_TASK INSTRUCTIONS_.
Print the lines of the data, starting with the first, up to and including the line where "Identify grass tuft in the frame above." appears.

_Spatial localization data_.
►
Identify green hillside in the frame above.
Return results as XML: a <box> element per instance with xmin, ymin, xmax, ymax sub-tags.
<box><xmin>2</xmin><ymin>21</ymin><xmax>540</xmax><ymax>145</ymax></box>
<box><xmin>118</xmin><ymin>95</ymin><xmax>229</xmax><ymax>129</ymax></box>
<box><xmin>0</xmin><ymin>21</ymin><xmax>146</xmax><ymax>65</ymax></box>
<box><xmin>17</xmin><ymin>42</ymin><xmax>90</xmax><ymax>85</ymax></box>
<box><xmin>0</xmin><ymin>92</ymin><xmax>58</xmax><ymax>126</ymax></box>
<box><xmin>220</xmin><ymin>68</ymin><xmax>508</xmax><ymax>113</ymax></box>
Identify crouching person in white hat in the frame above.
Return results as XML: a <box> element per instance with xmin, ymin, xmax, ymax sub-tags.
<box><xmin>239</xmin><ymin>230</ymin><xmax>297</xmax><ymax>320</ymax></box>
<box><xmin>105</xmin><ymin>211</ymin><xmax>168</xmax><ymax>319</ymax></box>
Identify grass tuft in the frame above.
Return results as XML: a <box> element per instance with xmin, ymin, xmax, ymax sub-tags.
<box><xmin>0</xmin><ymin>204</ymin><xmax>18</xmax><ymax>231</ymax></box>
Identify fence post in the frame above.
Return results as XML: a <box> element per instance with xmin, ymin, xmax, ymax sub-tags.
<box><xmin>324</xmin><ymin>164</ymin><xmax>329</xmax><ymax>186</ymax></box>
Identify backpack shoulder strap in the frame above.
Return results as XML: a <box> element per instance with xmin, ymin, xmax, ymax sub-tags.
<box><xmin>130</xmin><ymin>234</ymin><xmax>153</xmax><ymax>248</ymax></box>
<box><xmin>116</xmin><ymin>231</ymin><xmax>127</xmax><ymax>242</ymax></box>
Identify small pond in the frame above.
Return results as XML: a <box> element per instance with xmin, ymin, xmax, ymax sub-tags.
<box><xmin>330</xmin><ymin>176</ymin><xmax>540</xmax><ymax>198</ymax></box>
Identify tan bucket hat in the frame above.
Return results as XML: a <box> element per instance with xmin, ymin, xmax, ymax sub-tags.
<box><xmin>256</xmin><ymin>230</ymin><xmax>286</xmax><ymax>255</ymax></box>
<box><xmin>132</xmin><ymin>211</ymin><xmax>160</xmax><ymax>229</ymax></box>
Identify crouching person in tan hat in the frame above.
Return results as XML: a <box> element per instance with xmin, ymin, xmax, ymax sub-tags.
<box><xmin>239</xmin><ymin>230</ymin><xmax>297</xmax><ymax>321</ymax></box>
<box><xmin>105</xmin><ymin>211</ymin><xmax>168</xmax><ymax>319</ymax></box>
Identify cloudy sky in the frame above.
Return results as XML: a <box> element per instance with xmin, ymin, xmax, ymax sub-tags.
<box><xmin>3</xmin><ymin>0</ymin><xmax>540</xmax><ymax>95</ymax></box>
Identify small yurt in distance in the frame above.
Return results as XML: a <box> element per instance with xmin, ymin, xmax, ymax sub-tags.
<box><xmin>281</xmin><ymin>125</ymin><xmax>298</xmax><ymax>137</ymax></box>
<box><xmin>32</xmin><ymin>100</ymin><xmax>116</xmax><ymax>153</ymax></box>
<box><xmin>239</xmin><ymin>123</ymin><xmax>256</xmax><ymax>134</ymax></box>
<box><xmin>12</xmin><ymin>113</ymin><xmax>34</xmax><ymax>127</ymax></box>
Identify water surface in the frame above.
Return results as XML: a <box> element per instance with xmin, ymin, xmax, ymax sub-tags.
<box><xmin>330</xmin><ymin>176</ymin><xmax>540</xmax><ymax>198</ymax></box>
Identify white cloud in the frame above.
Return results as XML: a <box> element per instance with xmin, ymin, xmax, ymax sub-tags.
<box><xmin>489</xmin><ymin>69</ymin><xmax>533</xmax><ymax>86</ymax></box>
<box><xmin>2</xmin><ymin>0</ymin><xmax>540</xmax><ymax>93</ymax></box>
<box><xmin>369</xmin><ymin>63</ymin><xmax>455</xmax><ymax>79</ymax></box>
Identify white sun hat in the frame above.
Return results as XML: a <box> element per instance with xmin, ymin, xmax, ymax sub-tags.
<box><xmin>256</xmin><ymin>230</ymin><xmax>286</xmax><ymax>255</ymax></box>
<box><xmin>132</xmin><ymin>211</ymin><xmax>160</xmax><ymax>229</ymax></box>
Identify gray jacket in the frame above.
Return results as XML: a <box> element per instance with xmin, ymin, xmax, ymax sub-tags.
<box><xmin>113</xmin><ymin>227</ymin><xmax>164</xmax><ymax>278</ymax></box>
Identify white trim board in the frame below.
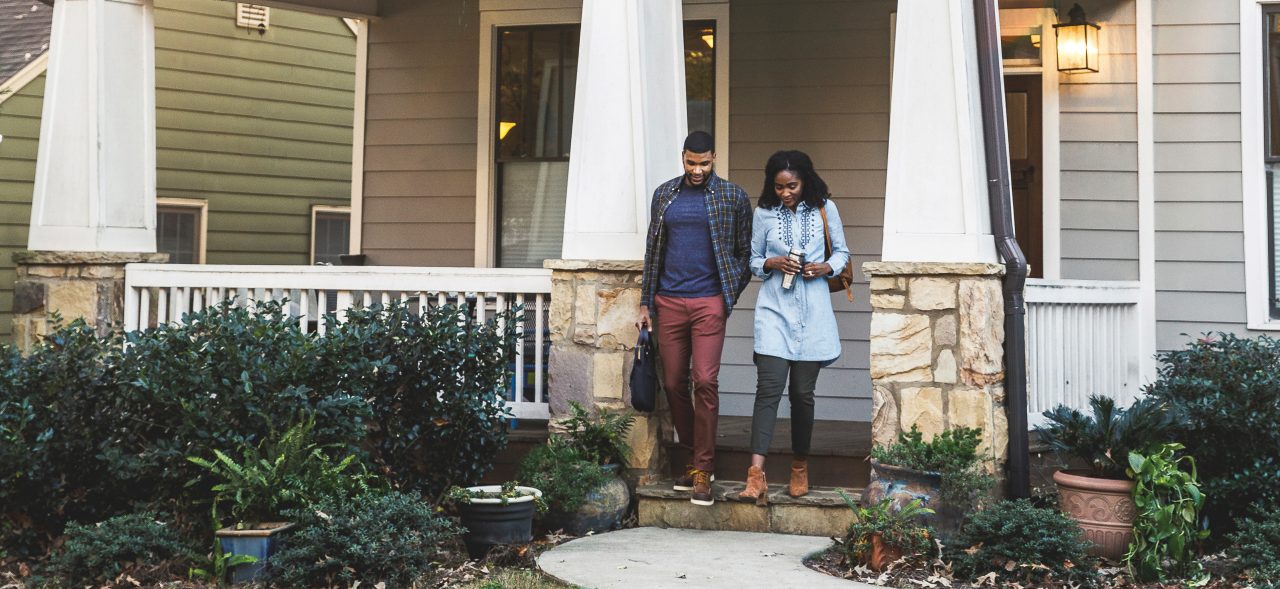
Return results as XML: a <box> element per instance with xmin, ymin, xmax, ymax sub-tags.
<box><xmin>349</xmin><ymin>18</ymin><xmax>368</xmax><ymax>255</ymax></box>
<box><xmin>1136</xmin><ymin>0</ymin><xmax>1157</xmax><ymax>379</ymax></box>
<box><xmin>1241</xmin><ymin>0</ymin><xmax>1280</xmax><ymax>330</ymax></box>
<box><xmin>0</xmin><ymin>52</ymin><xmax>49</xmax><ymax>107</ymax></box>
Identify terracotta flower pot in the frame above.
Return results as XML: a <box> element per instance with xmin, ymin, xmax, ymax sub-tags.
<box><xmin>865</xmin><ymin>533</ymin><xmax>903</xmax><ymax>572</ymax></box>
<box><xmin>1053</xmin><ymin>470</ymin><xmax>1137</xmax><ymax>560</ymax></box>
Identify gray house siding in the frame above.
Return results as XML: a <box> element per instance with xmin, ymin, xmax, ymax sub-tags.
<box><xmin>1151</xmin><ymin>0</ymin><xmax>1255</xmax><ymax>350</ymax></box>
<box><xmin>1058</xmin><ymin>0</ymin><xmax>1140</xmax><ymax>281</ymax></box>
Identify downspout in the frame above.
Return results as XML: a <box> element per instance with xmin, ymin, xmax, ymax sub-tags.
<box><xmin>972</xmin><ymin>0</ymin><xmax>1031</xmax><ymax>498</ymax></box>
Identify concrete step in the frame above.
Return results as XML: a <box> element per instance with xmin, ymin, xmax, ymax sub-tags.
<box><xmin>665</xmin><ymin>417</ymin><xmax>873</xmax><ymax>488</ymax></box>
<box><xmin>637</xmin><ymin>480</ymin><xmax>861</xmax><ymax>537</ymax></box>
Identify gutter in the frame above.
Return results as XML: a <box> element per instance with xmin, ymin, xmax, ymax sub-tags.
<box><xmin>972</xmin><ymin>0</ymin><xmax>1032</xmax><ymax>498</ymax></box>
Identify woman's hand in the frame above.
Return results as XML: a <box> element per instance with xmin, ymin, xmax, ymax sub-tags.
<box><xmin>765</xmin><ymin>255</ymin><xmax>801</xmax><ymax>275</ymax></box>
<box><xmin>802</xmin><ymin>262</ymin><xmax>832</xmax><ymax>279</ymax></box>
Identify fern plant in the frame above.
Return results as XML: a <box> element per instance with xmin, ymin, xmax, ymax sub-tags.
<box><xmin>559</xmin><ymin>401</ymin><xmax>635</xmax><ymax>466</ymax></box>
<box><xmin>871</xmin><ymin>425</ymin><xmax>994</xmax><ymax>506</ymax></box>
<box><xmin>187</xmin><ymin>419</ymin><xmax>381</xmax><ymax>526</ymax></box>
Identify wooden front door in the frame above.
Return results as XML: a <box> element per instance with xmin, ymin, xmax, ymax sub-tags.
<box><xmin>1004</xmin><ymin>74</ymin><xmax>1043</xmax><ymax>278</ymax></box>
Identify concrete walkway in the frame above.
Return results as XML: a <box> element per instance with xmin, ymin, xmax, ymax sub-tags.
<box><xmin>537</xmin><ymin>527</ymin><xmax>876</xmax><ymax>589</ymax></box>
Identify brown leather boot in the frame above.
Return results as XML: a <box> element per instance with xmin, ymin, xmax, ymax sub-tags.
<box><xmin>690</xmin><ymin>470</ymin><xmax>714</xmax><ymax>506</ymax></box>
<box><xmin>738</xmin><ymin>465</ymin><xmax>768</xmax><ymax>506</ymax></box>
<box><xmin>788</xmin><ymin>457</ymin><xmax>809</xmax><ymax>498</ymax></box>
◄
_RESULT OF THIS EXERCISE_.
Identify green hillside in the frame above.
Return results as XML: a <box> element per instance with xmin, ymin, xmax, ymax sub-tags.
<box><xmin>2</xmin><ymin>21</ymin><xmax>540</xmax><ymax>145</ymax></box>
<box><xmin>118</xmin><ymin>95</ymin><xmax>229</xmax><ymax>129</ymax></box>
<box><xmin>0</xmin><ymin>21</ymin><xmax>146</xmax><ymax>65</ymax></box>
<box><xmin>17</xmin><ymin>42</ymin><xmax>90</xmax><ymax>85</ymax></box>
<box><xmin>0</xmin><ymin>92</ymin><xmax>58</xmax><ymax>126</ymax></box>
<box><xmin>220</xmin><ymin>68</ymin><xmax>508</xmax><ymax>113</ymax></box>
Identify crouching person in white hat in the frame above.
Return results as XML: a <box> element per instance with xmin, ymin, xmax, ymax sub-tags.
<box><xmin>239</xmin><ymin>230</ymin><xmax>297</xmax><ymax>320</ymax></box>
<box><xmin>105</xmin><ymin>211</ymin><xmax>168</xmax><ymax>319</ymax></box>
Identify grass tuft in the frame above.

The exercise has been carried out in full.